• WHAT YOU NEED TO DO
Give the number of lines in the records that include the word "face", and nothing besides.

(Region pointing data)
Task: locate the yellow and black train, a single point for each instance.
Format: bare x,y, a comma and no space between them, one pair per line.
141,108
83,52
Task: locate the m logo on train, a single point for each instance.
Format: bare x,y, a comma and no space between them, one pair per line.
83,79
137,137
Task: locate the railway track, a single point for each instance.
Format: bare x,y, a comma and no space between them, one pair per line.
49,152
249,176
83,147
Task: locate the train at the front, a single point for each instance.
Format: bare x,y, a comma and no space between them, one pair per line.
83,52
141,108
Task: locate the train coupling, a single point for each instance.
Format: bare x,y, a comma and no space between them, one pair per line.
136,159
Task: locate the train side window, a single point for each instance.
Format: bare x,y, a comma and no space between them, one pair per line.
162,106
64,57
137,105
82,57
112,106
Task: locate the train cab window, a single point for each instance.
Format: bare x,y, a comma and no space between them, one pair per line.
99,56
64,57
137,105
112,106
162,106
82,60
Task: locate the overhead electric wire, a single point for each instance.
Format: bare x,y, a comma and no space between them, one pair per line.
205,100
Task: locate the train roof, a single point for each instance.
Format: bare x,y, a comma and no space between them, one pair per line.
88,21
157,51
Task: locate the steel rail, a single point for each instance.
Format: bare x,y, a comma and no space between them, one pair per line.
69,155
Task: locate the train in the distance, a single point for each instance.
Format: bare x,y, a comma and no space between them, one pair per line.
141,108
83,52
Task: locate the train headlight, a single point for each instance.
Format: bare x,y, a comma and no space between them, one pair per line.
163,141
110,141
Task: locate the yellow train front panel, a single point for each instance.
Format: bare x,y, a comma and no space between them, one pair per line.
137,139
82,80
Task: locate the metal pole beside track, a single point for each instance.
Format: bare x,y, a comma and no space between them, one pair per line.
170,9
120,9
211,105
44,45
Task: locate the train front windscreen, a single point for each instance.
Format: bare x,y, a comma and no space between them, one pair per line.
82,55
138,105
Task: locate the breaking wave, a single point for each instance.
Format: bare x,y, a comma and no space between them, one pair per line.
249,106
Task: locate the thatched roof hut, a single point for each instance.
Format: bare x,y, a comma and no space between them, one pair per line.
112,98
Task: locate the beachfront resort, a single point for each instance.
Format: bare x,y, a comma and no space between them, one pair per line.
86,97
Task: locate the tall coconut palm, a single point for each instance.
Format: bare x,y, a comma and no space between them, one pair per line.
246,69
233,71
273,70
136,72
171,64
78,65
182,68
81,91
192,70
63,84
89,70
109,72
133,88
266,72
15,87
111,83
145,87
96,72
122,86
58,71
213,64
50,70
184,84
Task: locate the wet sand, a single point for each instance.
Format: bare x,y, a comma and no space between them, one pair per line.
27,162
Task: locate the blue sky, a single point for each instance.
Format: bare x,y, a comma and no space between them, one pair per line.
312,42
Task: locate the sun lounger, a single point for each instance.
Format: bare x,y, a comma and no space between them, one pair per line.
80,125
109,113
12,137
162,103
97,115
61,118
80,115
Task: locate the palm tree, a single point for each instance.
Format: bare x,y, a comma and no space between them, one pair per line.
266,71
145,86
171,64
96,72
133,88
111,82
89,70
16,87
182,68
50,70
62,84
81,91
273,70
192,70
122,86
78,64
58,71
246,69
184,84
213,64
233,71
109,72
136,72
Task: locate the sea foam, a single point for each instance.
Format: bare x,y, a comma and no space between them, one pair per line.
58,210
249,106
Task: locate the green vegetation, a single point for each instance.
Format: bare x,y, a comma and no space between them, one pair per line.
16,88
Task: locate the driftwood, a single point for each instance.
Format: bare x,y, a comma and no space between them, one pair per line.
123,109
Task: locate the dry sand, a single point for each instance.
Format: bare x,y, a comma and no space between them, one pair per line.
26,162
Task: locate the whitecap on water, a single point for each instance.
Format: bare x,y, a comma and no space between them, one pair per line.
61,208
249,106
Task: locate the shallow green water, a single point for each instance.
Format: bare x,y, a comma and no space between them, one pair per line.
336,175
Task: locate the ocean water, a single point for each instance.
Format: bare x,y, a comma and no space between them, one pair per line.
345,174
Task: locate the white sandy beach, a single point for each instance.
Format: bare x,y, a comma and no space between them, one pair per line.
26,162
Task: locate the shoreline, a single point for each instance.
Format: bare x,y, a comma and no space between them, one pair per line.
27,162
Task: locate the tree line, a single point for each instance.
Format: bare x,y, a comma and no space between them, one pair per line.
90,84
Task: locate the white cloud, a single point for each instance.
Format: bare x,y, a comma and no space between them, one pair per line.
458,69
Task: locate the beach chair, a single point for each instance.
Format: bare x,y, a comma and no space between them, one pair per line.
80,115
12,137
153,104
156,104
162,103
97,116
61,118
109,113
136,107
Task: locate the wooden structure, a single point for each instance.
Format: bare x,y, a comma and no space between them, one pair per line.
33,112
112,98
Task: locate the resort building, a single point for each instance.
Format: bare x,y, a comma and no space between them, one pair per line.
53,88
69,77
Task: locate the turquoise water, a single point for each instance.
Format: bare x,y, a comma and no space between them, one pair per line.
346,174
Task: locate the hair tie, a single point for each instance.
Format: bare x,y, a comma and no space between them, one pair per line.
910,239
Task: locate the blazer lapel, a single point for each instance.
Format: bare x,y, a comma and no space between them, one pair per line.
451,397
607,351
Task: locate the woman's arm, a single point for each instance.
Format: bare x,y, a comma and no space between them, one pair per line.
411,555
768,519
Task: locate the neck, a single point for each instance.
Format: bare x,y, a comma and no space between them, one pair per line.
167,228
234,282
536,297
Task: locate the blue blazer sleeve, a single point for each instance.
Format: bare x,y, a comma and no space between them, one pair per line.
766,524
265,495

---

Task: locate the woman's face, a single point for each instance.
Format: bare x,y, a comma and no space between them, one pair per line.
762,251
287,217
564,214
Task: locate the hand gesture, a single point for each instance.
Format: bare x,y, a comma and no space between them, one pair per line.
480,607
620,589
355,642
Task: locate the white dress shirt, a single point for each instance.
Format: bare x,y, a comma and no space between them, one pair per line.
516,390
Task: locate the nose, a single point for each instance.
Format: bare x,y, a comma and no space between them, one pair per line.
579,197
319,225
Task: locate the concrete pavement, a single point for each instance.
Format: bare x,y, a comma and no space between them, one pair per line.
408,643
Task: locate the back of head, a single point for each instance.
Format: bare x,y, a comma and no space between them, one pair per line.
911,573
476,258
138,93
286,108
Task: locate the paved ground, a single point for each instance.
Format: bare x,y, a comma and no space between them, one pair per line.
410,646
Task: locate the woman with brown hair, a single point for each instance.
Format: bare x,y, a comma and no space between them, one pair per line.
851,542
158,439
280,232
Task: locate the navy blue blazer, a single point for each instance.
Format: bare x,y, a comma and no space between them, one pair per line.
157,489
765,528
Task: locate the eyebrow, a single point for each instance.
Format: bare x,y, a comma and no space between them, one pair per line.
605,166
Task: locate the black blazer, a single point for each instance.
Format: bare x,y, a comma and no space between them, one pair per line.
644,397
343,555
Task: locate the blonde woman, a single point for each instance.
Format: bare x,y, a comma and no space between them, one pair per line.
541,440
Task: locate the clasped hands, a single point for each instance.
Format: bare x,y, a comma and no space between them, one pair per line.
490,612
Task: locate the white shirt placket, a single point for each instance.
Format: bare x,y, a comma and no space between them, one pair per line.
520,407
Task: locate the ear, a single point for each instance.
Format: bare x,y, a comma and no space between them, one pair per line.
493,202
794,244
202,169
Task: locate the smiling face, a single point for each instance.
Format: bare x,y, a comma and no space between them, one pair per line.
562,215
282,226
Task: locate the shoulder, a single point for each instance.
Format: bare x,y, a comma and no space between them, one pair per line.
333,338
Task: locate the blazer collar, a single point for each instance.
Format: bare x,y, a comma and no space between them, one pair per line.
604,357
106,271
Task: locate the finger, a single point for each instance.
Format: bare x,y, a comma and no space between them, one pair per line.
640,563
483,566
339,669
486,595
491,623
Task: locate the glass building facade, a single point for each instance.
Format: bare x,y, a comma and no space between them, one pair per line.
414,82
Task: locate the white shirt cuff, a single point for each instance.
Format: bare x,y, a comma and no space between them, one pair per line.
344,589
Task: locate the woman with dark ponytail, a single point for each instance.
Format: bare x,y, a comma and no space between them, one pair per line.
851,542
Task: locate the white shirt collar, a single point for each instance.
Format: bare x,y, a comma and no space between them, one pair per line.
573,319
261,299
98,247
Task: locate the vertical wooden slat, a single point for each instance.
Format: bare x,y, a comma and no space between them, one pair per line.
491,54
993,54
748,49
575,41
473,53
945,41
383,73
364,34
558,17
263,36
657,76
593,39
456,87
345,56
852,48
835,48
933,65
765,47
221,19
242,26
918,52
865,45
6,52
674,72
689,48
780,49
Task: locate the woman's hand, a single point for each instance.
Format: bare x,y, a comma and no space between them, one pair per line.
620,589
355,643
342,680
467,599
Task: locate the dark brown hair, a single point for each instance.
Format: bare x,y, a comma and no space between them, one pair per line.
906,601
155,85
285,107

• FINISHED TASK
2